- Goal of the exercise: Only an exact repetition of the lines from the one holding "Each instance receives one point. Mark the red winglet" to the end of the data is wanted, with pictures left out.
[Task inputs]
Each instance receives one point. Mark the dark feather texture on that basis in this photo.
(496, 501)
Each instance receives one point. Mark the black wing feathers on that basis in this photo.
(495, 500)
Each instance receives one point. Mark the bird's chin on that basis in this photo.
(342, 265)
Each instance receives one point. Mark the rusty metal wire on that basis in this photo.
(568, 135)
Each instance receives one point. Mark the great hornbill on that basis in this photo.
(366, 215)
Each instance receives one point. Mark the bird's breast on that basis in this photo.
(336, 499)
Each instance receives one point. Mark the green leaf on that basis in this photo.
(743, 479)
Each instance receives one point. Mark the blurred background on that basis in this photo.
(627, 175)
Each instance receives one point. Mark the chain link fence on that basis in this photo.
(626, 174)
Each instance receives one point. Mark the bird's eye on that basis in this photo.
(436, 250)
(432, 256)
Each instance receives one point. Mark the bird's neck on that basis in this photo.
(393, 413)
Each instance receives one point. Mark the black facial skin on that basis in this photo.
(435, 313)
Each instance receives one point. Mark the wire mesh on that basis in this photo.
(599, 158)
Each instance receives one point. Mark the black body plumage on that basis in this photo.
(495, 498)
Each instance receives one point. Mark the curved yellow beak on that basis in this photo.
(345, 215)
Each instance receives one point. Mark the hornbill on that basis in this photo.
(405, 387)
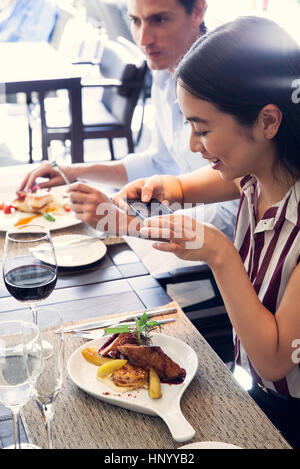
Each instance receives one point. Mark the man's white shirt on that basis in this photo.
(170, 152)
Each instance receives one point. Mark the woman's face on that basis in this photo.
(229, 147)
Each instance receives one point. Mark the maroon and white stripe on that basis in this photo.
(270, 250)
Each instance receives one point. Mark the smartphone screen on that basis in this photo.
(153, 208)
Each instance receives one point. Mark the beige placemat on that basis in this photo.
(214, 404)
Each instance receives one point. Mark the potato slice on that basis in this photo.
(110, 367)
(92, 356)
(154, 389)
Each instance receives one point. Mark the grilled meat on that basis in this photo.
(153, 357)
(130, 376)
(111, 349)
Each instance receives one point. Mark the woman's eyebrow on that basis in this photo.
(197, 120)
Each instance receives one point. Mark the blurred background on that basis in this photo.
(76, 29)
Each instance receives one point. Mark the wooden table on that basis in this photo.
(216, 406)
(37, 67)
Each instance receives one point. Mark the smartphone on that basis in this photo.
(153, 208)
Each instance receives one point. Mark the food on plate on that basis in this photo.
(110, 348)
(92, 356)
(148, 357)
(35, 203)
(39, 202)
(110, 367)
(154, 385)
(134, 362)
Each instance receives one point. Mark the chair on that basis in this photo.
(121, 82)
(210, 316)
(112, 15)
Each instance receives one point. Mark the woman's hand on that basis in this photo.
(164, 188)
(96, 209)
(188, 239)
(45, 170)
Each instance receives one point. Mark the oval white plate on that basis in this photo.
(61, 221)
(83, 374)
(209, 445)
(74, 255)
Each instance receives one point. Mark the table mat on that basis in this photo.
(214, 404)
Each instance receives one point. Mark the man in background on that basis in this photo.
(164, 31)
(27, 20)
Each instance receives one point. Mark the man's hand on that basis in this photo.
(45, 170)
(141, 189)
(95, 208)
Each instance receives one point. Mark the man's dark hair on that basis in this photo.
(188, 5)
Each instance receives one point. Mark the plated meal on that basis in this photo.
(128, 361)
(148, 376)
(47, 208)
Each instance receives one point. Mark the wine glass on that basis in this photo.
(30, 267)
(21, 361)
(48, 384)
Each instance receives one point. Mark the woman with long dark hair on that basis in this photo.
(239, 88)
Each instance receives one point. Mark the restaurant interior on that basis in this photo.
(46, 122)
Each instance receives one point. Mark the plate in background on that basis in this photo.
(75, 255)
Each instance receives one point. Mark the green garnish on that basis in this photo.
(48, 217)
(142, 329)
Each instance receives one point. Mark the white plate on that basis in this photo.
(83, 374)
(209, 445)
(75, 255)
(61, 221)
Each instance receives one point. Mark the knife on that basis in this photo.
(98, 334)
(110, 322)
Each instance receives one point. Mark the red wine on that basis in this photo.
(30, 282)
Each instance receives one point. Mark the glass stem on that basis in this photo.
(15, 419)
(49, 431)
(34, 313)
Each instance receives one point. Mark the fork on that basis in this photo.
(100, 333)
(55, 166)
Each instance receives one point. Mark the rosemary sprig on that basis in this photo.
(142, 329)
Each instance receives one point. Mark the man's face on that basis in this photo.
(163, 30)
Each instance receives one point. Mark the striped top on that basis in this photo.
(270, 251)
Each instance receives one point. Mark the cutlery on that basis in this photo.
(98, 334)
(112, 322)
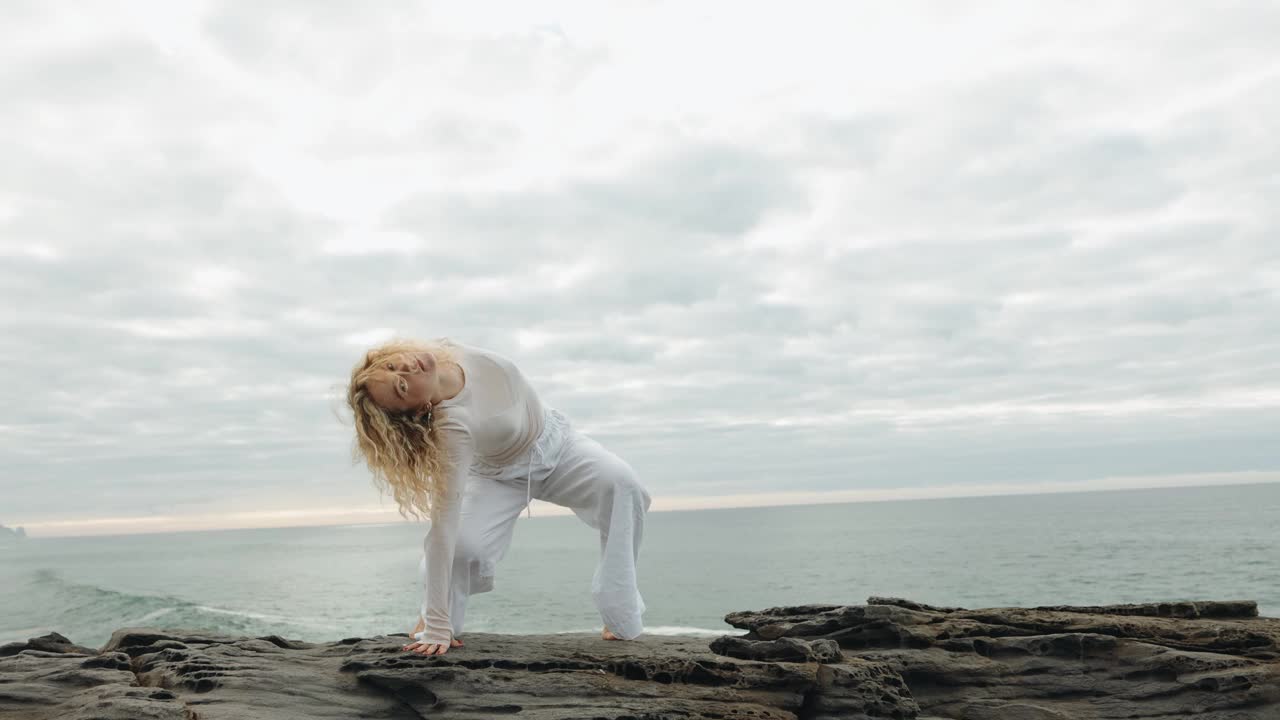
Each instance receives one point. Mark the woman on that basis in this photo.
(457, 433)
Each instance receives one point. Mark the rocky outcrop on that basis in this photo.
(886, 659)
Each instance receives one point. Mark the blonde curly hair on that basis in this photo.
(402, 450)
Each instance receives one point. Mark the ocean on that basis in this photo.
(327, 583)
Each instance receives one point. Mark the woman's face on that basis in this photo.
(403, 382)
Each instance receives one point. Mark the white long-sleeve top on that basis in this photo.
(493, 420)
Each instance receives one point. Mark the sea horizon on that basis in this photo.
(332, 582)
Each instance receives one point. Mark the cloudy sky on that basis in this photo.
(767, 253)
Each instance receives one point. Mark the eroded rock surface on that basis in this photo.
(886, 659)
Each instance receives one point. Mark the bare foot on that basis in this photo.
(424, 648)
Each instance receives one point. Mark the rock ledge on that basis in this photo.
(891, 657)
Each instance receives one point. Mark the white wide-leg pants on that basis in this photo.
(570, 469)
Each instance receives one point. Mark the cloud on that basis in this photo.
(940, 247)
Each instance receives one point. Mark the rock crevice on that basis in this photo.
(890, 657)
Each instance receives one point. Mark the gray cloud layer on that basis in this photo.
(1046, 251)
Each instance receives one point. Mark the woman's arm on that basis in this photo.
(443, 536)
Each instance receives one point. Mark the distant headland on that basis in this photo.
(12, 534)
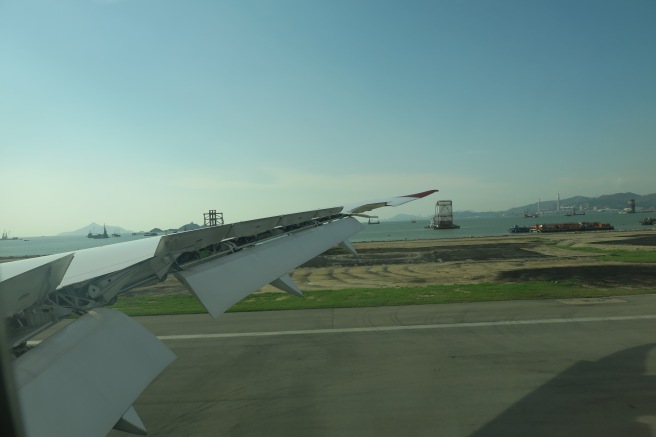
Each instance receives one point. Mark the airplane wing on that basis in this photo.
(103, 360)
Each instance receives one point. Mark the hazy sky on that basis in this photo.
(144, 113)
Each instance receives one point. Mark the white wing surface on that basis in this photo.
(102, 361)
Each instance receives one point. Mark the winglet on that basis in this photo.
(131, 422)
(422, 194)
(359, 208)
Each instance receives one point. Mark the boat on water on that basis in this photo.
(5, 236)
(572, 227)
(519, 229)
(443, 218)
(98, 236)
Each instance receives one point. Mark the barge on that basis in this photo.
(572, 227)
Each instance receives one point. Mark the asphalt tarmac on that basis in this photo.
(566, 368)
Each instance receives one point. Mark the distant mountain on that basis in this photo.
(616, 201)
(606, 201)
(95, 228)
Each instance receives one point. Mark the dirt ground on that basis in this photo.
(471, 260)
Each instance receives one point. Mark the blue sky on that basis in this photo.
(143, 113)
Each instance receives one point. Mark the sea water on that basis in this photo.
(384, 231)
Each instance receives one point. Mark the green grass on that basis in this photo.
(356, 297)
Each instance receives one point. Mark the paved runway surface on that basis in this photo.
(575, 368)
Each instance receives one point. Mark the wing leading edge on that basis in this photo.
(103, 360)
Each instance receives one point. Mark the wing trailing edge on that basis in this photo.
(221, 283)
(100, 363)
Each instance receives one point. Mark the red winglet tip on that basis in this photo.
(422, 194)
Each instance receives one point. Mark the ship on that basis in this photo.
(98, 236)
(572, 227)
(443, 218)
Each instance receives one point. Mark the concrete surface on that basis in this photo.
(579, 368)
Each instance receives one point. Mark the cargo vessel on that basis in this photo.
(572, 227)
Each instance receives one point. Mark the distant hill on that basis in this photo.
(607, 201)
(95, 228)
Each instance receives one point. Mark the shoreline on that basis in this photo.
(466, 260)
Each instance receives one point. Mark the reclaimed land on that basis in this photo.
(530, 266)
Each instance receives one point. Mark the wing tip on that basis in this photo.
(422, 194)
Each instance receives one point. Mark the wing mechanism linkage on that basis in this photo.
(103, 360)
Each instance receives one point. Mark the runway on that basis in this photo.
(580, 367)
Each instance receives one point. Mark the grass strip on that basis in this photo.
(367, 297)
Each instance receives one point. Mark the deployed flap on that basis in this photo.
(131, 422)
(82, 380)
(25, 289)
(285, 283)
(222, 282)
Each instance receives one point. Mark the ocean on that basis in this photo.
(384, 231)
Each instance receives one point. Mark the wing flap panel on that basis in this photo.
(221, 283)
(99, 364)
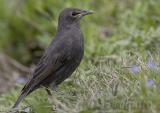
[/Task inputs]
- Task output:
Each instance receives one point. Mark the red winglet tip on that basis in this photo.
(422, 194)
Each instance receives one point. Mark the ship on that basis in this photo.
(98, 236)
(572, 227)
(443, 218)
Each instance receives one point. Mark the concrete surface on that basis in this photo.
(579, 368)
Each instance receives one point. Mark the cargo vessel on that basis in this photo.
(572, 227)
Each instance receives one point. Mark the distant hill on that basis in this photo.
(607, 201)
(95, 228)
Each instance receives one point. Mark the shoreline on that basis in this photo.
(466, 260)
Each instance receives one point. Mark the reclaimed land on that basis in this photo.
(530, 266)
Each instance receives one point. Mark the wing tip on that basis in this photo.
(422, 194)
Each instance receives one point. Mark the wing mechanism linkage on that basis in this photo.
(103, 360)
Each instance receives one point. Mark the runway on that basis in this photo.
(580, 367)
Each instance receives one point. Mark the grass strip on that basis in this photo.
(367, 297)
Each instance receives one point. Mark the deployed flap on that basis in this photo.
(131, 422)
(82, 380)
(25, 289)
(285, 283)
(222, 282)
Each instance receives one point. Mark the ocean on that basis in this photo.
(384, 231)
Each instance receives one point. Mark the wing flap panel on that basis in this photo.
(221, 283)
(99, 364)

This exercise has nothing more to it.